But the Soviet Union was the “evil empire,” you see, so its role in the liberation of Auschwitz has to be edited out as well – and so Zelensky did. But then then came the moment his hosts had been waiting for.
“Ladies and Gentlemen,” he said, “Poland and Polish people were the first who felt the consequences of the totalitarian regimes’ criminal collusion. This caused the beginning of World War II and allowed the Nazis to launch the deadly flywheel of the Holocaust. Today all democratic states should unite their efforts. Europe and the world have no right to keep silent as in 1939. Europe and the world have no right to indifference and inactivity. Only united efforts can stop any aggression and save humanity from new sufferings.”
This was the image of Poland as the eternal victim and Nazi-Soviet totalitarianism – with the accent firmly on the second word – as the source of all the horrors that would follow, including the Holocaust.
All of which couldn’t be more upside down. In fact, the flywheels did not begin turning with the invasion of Poland on Sept. 1, 1939, but eleven months earlier with the dismemberment of Czechoslovakia. Not only did France and Britain agree on Hitler’s right to slice up any country that got in his way, but Poland joined in the fun by carving off a Czech province known as Zaolzie that it had long coveted. It was this astonishing act of collusion with Nazi aggression that caused Stalin to commence the negotiations with Berlin that would culminate in 1939 with the German-Soviet non-aggression pact. Since everyone else was collaborating, he figured that he might as well do so too.

#### Supplied information
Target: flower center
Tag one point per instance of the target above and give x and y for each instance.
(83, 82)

#### Required action A
Summarize the passage on Zelensky's Auschwitz speech in two sentences.
#### Required action B
Print the part of the passage on Zelensky's Auschwitz speech that begins at the words "All of which" and stops after "well do so too.".
#### Required action C
Please carry the passage on Zelensky's Auschwitz speech on past its last sentence.

#### Result A
The passage says Zelensky left the Soviet Union's role in liberating Auschwitz out of his speech and told his audience that Poland was first to feel the consequences of the totalitarian regimes' criminal collusion, which began World War II and set off the Holocaust. It calls this picture upside down, arguing that the flywheels began turning eleven months before the invasion of Poland with the dismemberment of Czechoslovakia, when France and Britain accepted Hitler's right to slice up countries and Poland carved off Zaolzie, which led Stalin to open the negotiations with Berlin that ended in the 1939 German-Soviet non-aggression pact.

#### Result B
All of which couldn’t be more upside down. In fact, the flywheels did not begin turning with the invasion of Poland on Sept. 1, 1939, but eleven months earlier with the dismemberment of Czechoslovakia. Not only did France and Britain agree on Hitler’s right to slice up any country that got in his way, but Poland joined in the fun by carving off a Czech province known as Zaolzie that it had long coveted. It was this astonishing act of collusion with Nazi aggression that caused Stalin to commence the negotiations with Berlin that would culminate in 1939 with the German-Soviet non-aggression pact. Since everyone else was collaborating, he figured that he might as well do so too.

#### Result C
As reprehensible as this was, it had nothing to do with the Holocaust. Indeed, it was only after the Nazis broke the treaty by invading the headquarters of “Judeo-Bolshevism” in June 1941 that the Final Solution went into motion. And even then it was local fascists who led the way by unleashing a wave of anti-Jewish and anti-Communist violence from Vilnius to Kiev that was so horrendous that at least one German field marshal complained. Yet the anti-Semitic vitriol didn’t cease for a minute. In mid-1942, the Polish nationalist underground issued a statement declaring:
“Whether we like it or not, Communism is attacking us. The extermination of the Jews in Europe by the Germans, which will be the final result of the German-Jewish war, represents from our point of view an undoubtedly favorable development, for it will weaken the explosive power of Communism at the moment of the German collapse – or earlier.” (Quoted in Reuben Ainsztein, The Warsaw Ghetto Revolt, New York, 1979, p. 50.)
Like the Nazis, Polish nationalists were thus fighting a dual war against Jews and Bolsheviks. Rather than lamenting the Holocaust, they welcomed it in the interests of a Judenrein Poland. Today, the same elements are once again in control in Warsaw – people who, with US encouragement, blame the Soviets and Russia for all that ails them and who seethe with ill-concealed anti-Semitism. Zelensky is playing with fire by cozying up to such people, especially now that rightwing nationalists are once again on the march at home.